* [Given problem]:
Gather every line below that contains the word "right" and copy each one in full. Case counts when matching.

Boundary labeling items
===

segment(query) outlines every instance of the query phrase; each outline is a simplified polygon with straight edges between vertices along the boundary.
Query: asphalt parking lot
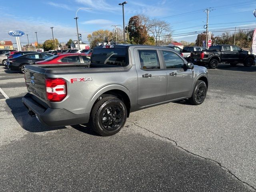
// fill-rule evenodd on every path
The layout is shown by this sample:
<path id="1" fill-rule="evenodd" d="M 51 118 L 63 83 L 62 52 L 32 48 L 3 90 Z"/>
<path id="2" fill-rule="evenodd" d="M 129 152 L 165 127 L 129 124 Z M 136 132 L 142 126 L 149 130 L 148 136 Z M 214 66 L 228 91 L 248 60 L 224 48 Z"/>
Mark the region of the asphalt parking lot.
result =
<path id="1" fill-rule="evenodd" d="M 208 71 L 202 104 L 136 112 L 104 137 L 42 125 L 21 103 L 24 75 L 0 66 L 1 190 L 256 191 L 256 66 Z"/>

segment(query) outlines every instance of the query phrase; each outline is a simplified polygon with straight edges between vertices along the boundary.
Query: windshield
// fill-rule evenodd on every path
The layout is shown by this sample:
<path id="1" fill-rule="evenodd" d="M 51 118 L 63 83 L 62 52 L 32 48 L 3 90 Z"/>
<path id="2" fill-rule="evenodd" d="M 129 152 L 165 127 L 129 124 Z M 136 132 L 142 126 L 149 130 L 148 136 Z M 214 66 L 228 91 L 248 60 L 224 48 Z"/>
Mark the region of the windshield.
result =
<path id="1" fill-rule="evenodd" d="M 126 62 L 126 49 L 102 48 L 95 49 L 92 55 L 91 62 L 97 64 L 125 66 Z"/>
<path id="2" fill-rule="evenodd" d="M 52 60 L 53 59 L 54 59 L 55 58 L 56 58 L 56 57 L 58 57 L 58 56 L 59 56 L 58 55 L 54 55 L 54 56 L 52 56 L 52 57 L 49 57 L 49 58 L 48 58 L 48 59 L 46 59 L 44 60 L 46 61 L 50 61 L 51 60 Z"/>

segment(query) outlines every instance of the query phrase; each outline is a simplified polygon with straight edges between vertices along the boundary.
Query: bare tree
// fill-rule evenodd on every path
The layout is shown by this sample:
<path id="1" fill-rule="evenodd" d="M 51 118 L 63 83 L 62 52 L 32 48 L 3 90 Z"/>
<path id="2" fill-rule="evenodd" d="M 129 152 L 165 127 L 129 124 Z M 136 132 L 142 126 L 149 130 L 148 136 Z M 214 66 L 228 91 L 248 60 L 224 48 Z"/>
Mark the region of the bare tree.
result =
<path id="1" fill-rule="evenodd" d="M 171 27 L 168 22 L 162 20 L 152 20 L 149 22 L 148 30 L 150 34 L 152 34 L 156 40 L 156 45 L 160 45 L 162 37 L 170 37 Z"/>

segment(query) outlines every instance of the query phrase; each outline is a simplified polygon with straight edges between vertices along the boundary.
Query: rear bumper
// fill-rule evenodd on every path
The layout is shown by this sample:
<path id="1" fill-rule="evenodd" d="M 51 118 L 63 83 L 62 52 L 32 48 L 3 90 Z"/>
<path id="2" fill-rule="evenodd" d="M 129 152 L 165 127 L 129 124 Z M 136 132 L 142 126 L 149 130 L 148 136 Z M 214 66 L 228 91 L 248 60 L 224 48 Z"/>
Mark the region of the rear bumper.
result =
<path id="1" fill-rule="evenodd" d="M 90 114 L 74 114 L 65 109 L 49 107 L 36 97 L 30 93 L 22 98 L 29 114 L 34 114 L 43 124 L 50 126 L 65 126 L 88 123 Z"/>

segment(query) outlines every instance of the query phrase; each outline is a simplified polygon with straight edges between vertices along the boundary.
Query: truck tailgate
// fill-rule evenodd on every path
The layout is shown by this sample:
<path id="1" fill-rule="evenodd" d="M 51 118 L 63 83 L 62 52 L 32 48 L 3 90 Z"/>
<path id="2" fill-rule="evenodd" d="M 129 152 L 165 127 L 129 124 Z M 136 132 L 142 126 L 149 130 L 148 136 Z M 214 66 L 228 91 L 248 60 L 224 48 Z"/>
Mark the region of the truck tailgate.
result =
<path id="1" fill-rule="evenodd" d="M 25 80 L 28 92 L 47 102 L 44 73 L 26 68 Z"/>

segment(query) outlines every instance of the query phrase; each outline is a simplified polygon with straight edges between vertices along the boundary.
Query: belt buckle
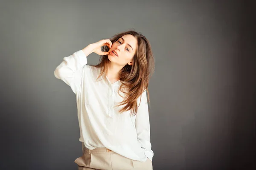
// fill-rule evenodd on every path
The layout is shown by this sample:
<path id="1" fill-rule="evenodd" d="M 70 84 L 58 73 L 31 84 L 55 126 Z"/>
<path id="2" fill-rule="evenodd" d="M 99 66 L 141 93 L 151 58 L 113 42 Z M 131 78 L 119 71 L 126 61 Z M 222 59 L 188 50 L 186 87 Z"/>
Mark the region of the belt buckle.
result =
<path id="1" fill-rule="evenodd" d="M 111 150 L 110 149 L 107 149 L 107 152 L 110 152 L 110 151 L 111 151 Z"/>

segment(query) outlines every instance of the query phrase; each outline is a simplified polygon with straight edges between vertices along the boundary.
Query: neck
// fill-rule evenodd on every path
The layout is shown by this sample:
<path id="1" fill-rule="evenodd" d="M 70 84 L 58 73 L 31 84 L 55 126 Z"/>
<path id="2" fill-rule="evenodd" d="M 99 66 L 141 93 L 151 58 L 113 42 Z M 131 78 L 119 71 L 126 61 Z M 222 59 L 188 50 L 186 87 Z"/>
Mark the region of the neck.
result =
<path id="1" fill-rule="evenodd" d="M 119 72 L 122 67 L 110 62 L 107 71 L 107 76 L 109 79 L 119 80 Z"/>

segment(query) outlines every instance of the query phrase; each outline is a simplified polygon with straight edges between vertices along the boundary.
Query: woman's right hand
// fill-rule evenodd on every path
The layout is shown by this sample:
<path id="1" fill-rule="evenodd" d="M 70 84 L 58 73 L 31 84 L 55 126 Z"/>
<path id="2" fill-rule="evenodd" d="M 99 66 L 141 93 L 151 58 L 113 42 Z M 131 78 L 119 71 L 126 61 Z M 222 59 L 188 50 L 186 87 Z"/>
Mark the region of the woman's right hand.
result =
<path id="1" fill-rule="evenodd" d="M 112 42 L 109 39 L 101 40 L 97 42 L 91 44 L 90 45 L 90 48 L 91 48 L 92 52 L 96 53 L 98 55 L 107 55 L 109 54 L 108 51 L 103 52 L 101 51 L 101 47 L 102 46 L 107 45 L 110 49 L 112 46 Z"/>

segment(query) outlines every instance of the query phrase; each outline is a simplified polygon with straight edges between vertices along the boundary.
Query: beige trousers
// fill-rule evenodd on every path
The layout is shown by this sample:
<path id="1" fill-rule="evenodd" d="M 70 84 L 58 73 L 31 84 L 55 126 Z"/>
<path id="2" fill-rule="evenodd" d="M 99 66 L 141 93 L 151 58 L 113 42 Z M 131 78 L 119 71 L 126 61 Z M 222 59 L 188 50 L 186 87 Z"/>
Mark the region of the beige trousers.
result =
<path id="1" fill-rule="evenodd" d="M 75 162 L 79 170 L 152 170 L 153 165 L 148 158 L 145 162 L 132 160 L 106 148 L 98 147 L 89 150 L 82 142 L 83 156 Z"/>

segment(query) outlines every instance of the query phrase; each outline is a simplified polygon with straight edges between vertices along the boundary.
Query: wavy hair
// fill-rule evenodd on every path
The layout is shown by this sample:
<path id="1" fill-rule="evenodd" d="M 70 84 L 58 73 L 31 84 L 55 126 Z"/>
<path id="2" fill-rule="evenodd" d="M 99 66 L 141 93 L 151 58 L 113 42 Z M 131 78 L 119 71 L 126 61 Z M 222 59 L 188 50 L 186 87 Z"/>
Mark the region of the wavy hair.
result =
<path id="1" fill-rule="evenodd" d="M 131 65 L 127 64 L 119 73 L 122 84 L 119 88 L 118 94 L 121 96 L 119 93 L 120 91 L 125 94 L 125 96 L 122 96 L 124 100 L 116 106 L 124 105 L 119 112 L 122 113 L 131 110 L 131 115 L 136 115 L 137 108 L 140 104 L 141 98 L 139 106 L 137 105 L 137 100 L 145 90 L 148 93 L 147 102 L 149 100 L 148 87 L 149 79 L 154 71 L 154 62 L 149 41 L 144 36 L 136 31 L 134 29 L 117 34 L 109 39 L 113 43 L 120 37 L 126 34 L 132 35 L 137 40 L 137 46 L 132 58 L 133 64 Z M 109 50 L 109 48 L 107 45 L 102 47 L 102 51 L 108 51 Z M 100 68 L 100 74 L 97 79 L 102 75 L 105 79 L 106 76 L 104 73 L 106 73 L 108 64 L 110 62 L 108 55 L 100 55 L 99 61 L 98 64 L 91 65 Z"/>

===

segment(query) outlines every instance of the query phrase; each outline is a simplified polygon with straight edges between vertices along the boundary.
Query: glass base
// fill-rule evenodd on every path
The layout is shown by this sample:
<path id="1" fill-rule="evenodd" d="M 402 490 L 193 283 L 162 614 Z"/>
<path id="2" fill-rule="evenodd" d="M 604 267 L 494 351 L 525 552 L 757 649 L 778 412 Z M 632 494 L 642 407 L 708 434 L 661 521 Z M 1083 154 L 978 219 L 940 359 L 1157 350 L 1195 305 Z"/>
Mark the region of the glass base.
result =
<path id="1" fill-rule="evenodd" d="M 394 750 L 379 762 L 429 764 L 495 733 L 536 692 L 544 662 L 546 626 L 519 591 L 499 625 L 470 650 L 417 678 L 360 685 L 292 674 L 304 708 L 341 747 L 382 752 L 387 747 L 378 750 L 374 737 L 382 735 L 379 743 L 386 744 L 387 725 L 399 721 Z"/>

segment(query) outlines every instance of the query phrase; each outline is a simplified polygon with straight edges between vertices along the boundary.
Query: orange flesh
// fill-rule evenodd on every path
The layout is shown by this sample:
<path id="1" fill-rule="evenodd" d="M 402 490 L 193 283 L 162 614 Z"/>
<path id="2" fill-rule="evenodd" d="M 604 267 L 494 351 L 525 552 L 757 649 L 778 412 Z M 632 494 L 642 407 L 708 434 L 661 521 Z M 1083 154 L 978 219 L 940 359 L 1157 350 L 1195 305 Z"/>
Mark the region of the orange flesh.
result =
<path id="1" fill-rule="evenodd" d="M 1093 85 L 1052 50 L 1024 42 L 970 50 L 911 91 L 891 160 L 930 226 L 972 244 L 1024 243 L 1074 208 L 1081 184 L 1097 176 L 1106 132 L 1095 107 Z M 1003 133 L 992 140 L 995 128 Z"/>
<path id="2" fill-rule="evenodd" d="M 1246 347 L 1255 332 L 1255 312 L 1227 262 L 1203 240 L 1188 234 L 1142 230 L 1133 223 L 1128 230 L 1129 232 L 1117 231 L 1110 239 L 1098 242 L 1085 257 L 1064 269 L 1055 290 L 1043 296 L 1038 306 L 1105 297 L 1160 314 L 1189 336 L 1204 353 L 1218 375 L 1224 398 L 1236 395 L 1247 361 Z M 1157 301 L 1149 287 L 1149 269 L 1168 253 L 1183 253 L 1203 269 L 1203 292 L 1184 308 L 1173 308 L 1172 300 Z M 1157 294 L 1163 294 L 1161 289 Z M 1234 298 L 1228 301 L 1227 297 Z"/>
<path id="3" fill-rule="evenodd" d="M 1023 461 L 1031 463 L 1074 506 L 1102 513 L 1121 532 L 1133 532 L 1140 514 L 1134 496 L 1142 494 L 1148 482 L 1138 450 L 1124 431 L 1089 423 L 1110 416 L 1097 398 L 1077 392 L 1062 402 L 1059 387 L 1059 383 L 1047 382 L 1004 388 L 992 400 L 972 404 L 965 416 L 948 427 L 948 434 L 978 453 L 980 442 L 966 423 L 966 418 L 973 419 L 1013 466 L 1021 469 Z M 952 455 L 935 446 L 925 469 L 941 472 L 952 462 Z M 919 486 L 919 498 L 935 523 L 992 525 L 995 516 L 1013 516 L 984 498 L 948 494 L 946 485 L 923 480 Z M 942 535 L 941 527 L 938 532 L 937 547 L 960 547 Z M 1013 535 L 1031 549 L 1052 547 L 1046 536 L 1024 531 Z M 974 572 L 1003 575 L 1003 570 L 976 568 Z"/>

===

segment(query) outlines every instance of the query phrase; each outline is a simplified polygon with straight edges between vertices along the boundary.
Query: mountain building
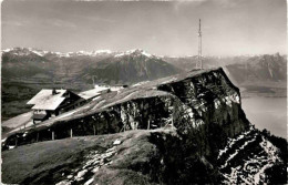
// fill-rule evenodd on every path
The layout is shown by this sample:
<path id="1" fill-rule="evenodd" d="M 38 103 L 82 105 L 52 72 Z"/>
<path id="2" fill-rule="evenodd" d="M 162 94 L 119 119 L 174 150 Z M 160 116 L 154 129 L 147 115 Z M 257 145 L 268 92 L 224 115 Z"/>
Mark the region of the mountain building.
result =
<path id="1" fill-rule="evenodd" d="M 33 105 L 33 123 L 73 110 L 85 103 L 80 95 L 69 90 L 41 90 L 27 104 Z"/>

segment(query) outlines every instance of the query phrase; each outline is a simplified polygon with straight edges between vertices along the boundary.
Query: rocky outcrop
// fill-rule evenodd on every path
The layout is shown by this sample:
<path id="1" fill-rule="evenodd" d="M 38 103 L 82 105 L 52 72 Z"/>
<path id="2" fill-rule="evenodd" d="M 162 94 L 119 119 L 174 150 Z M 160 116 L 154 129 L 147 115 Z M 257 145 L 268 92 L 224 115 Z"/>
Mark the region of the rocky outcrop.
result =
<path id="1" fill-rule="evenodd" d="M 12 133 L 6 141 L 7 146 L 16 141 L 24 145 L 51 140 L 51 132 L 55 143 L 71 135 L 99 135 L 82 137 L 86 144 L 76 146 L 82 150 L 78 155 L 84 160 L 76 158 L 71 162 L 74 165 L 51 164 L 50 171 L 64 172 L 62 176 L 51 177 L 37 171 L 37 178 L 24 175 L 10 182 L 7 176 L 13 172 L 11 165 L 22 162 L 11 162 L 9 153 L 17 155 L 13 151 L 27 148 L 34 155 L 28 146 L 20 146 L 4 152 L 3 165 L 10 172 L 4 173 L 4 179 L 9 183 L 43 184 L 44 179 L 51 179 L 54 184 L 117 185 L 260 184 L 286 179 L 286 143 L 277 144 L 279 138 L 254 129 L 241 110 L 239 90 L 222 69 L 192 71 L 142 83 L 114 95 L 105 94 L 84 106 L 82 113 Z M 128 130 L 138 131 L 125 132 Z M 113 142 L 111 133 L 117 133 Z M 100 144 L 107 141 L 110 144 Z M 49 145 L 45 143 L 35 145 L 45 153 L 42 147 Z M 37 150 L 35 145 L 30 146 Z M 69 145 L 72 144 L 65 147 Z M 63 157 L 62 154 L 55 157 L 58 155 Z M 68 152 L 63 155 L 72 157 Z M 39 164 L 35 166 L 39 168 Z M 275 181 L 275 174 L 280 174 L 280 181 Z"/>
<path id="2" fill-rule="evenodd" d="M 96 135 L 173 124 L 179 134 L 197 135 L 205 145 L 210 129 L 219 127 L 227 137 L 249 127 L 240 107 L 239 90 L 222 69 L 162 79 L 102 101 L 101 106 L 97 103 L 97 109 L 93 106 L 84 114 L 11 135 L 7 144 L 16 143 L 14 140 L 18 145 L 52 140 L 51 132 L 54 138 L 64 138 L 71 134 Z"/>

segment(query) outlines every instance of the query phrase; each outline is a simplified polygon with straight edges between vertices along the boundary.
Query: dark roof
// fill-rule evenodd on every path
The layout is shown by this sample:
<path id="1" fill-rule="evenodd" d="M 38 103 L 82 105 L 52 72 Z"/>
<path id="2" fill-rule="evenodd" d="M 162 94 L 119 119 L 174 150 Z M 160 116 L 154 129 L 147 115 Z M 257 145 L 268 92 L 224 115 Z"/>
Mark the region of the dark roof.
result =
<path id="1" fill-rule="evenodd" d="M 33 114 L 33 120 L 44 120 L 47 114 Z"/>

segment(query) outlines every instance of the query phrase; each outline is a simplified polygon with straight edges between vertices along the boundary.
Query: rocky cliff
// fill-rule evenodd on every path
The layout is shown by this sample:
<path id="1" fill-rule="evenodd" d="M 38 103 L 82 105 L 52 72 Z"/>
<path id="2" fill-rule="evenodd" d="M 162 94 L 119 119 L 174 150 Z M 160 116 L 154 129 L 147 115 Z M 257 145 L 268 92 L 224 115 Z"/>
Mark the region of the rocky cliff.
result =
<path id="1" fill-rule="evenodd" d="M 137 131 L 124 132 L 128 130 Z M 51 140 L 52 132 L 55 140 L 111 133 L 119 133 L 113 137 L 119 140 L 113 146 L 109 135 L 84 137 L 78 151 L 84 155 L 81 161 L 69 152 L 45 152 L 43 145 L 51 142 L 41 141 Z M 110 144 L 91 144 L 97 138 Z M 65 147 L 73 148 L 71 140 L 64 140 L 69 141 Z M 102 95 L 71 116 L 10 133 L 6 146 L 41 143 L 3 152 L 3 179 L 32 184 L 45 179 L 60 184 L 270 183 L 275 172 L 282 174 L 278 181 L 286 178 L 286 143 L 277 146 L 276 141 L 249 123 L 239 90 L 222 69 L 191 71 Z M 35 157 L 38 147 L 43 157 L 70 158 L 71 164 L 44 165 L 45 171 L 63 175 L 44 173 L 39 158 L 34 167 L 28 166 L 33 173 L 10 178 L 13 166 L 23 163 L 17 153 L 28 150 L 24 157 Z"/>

===

* [Answer for this exercise]:
Query: woman's right hand
Mark the region of the woman's right hand.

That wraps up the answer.